Task to carry out: Return the whole listing, line for line, without the pictures in it.

Records shown:
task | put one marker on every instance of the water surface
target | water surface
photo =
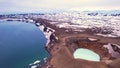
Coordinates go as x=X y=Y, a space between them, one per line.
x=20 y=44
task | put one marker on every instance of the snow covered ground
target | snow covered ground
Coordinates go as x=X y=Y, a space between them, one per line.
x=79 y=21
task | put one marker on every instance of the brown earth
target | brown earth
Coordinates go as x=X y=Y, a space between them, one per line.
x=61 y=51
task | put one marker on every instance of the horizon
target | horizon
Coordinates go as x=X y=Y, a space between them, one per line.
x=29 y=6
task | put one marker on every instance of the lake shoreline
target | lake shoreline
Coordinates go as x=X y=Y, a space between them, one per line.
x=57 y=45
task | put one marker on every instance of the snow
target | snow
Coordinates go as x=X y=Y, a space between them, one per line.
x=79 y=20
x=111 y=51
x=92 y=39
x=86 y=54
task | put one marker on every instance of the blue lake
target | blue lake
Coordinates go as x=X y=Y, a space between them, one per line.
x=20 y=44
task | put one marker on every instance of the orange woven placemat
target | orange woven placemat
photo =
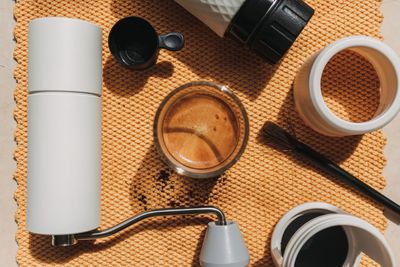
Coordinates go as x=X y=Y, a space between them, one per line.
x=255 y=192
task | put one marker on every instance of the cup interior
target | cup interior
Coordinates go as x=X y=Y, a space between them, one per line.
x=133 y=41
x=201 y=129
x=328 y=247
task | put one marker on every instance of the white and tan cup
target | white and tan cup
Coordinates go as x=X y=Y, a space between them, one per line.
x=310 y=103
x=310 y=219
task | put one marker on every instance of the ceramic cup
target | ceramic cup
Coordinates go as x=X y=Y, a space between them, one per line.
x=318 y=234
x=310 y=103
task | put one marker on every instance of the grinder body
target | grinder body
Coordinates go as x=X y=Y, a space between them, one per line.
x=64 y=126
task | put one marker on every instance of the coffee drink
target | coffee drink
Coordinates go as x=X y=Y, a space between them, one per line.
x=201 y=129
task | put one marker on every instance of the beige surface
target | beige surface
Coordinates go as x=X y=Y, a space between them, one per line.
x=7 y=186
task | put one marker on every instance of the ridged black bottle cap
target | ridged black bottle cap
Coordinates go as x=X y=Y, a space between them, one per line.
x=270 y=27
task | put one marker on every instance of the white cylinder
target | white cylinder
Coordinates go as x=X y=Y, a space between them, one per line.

Output:
task | put one marker on every instance of the water surface
target | water surface
photo =
Coordinates go as x=X y=Y, a space between them, one per line.
x=20 y=44
task | put one marker on every instance of the snow covered ground
target | snow covered ground
Coordinates go as x=X y=Y, a space between them, one per line.
x=79 y=21
task | put one marker on every instance of the brown earth
target | brown earth
Coordinates go as x=X y=Y, a space between them, one per line.
x=61 y=51
task | put one marker on every instance of the horizon
target | horizon
Coordinates go as x=X y=Y, a space between them, one per line.
x=29 y=6
task | put one marker on every instance of the lake shoreline
target | lake shoreline
Coordinates go as x=X y=Y, a space between them, one per line.
x=57 y=45
task | put one marker on every instance of the snow
target | snow
Coordinates go as x=X y=Y, a space between them, one per line.
x=79 y=20
x=111 y=51
x=92 y=39
x=86 y=54
task | put one marker on every instance of the blue lake
target | blue lake
Coordinates go as x=X y=Y, a space between them, one per line.
x=20 y=44
task | put one marker on every instance of the orange woven placemat
target | orange woven placemat
photo =
Coordinates go as x=X y=Y, a space between them, one per line.
x=255 y=192
task | put one marker on every instance of the cup interior
target | cup interior
Coordinates go as x=X y=Y, a space between them, one per line.
x=133 y=41
x=201 y=129
x=328 y=247
task | put one marker on every instance of the white and tan cup
target | white and tan cup
Coordinates go as x=X y=Y, a space between them, one per line.
x=310 y=103
x=310 y=219
task | put one marker on every instance of the ceramic cup
target | ceramic cup
Coordinates go as x=X y=Y, a space between them, one per line.
x=318 y=234
x=310 y=103
task | put one marker on every instance of the grinder body
target | grinder body
Coordinates go as x=X y=Y, a space between them, one per line.
x=64 y=126
task | put one marker on every instance of the coffee drink
target | coffee drink
Coordinates go as x=X y=Y, a space between them, one per line.
x=201 y=129
task | put one marker on every instance of the beige surface
target | beige surface
Coordinates go as x=X y=Y, a space between them, one per line.
x=7 y=186
task | put one marker on every instance of the ridged black bottle cap
target | ridged black bottle cap
Coordinates go as x=X y=Y, a space between them, one per line.
x=270 y=27
task | put one marker on every instance of the white cylinder
target | white cylinder
Coordinates go as x=X y=Y, a space between them, one per line.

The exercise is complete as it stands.